● Document passage
In March 2009 BG Phillips completed a Veterans History Project oral history interview and earlier this year conducted a second, longer, and more candid interview.

The last living graduate for the USMA Class of 1940, BG Paul D. Phillips (USA, Retired) passed away on August 27, 2023.

In 2010, BG Phillips donated his POW-worn West Point class ring to the Class Ring Memorial Program, its steel mingling with those of future members of the Long Gray Line.

Dernier cadet de Saumur

Also remembered this week is Chef d’Escadron (cavalry major) Yves Raynaud, who passed at age 104. He was the final member of the old École de cavalerie Saumur, the famed French cavalry officer’s school that dated to 1763 and once counted a young George S. Patton in attendance.

Raynaud was among an expanded class of 560 young reservists called up to train as officers (Elèves aspirants de reserve) and, during the hectic final days of the Fall of France in June 1940, took to the field to fight the oncoming Germans.

The Saumur cadets, ordered to retreat to the south on June 15th, instead joined a scratch force composed of a similar battalion of cadets from the infantry school at Saint-Maixent, some colonial troops of the 13ᵉ Regiment of Algerian Tirailleurs (13ᵉ RTA), the remnants of the 6ᵉ Regiment engineers, and a reconnaissance squadron of the 19ᵉ Regiment of Dragoons, totaling between 2,000 and 2,500 depending on whose accounts you read.

Their armament was laughable, consisting of just a handful of Panhard armored cars and Hotchkiss light tanks, five old 75mm guns left over from the Great War, and 10 light mortars as well as similarly scarce small arms– the Saumur cadets often had to share rifles as there wasn’t enough to go around and their only organic support weapons were a few St. Étienne Mle 1907 machine guns that the school had for training purposes.

Defying orders to fall back or at least stack their arms, the force of cadets and stragglers instead stood strong for two days –June 19 and 20– in a delaying action for a series of Loire River bridges between Montsoreau and Gennes now known as the Battle of Saumur or the Battle of the Loire.

Forming what was termed La Haie Sainte (The Sacred Line), and no doubt girded by the fact that the action was fought on the 125th anniversary of Waterloo, the French cadets prevented a much stronger German force (which ultimately grew to 40,000) from crossing the Loire and allowed other units to withdraw through them to the south, escaping to fight again another day.

● Information shown

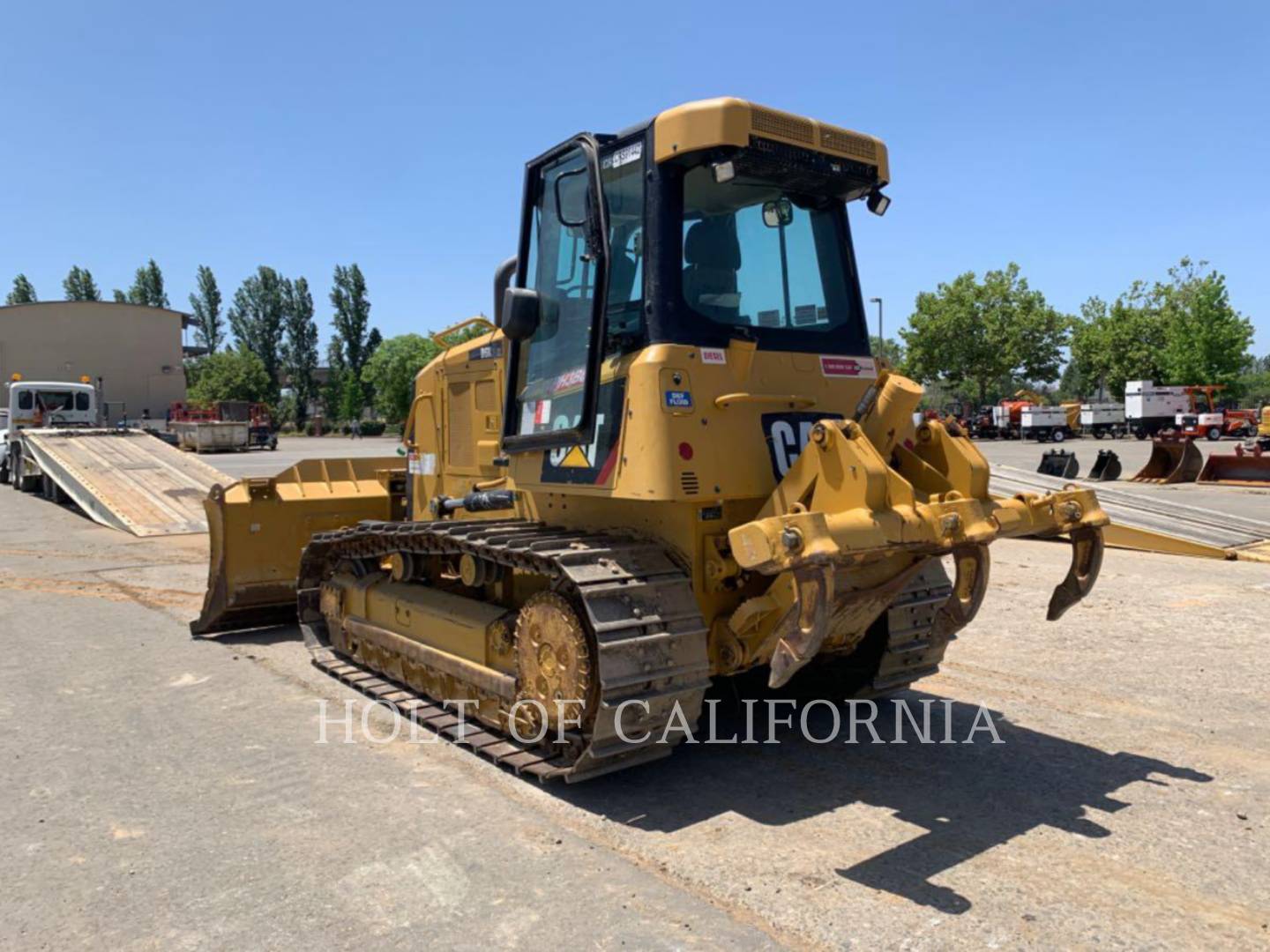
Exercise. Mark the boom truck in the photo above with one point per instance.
(669, 457)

● Tasks for this exercise
1. Answer these questions using the military history passage:
(a) In what year did BG Phillips donate his POW-worn class ring to the Class Ring Memorial Program?
(b) At what age did Yves Raynaud pass away?
(c) On which two dates did the cadets and stragglers hold the Loire River bridges?
2. Extend the military history passage about the Saumur cadets, picking up after its final sentence.

● Answers to the exercise
1.
(a) 2010
(b) 104
(c) June 19 and 20

2.
Their commander, Saumur superintendent Colonel Charles Michon, said of their stand when the bulk of the defeated and demoralized French force was retreating and surrendering:

“There was hope in them. Their sacrifice, among others equally pure, will have maintained the soul of the country (aura maintenu l’âme de la patrie). They, dying, ordered France to rebuild itself, on their tombs, to the height of its immortal destinies”.

Of the 560 students from Saumur Cavalry School, 79 were killed and 47 wounded in the fighting.

Post-war, Saumur, no longer a horse cavalry school, reformed as the current armor school.

Raynaud, who later fought with the Resistance and retired from the Army in the 1960s, died in Toulouse on August 29.

His funeral, with full military honors, was conducted on Sept. 5 at the Saint-Hilaire church in Toulouse.

His was saluted by a guard drawn from the 14e Régiment d’infanterie et de soutien logistique parachutiste, the 1er Régiment du train parachutiste, and the 503e Régiment du train.

Gen. Pierre Schill, Chief of Staff of the French Army, closed the events with, “Sleep in peace my commander, the army pays homage to you.” (Dormez en paix mon commandant, l’armée de Terre vous rend hommage)

Two Destroyers Lost in 1916 Found

These haunting images of two Royal Navy warships – the Parker-class flotilla leader HMS Hoste and the M-class destroyer HMS Negro – have just been released.

The wreck of HMS Hoste

The wrecks have been discovered between Orkney and Fair Isle by divers from Lost in Waters Deep who conducted extensive archival research before heading to the area and confirming their studies. The two ships were lost following a collision on 21 December 1916 during the Great War.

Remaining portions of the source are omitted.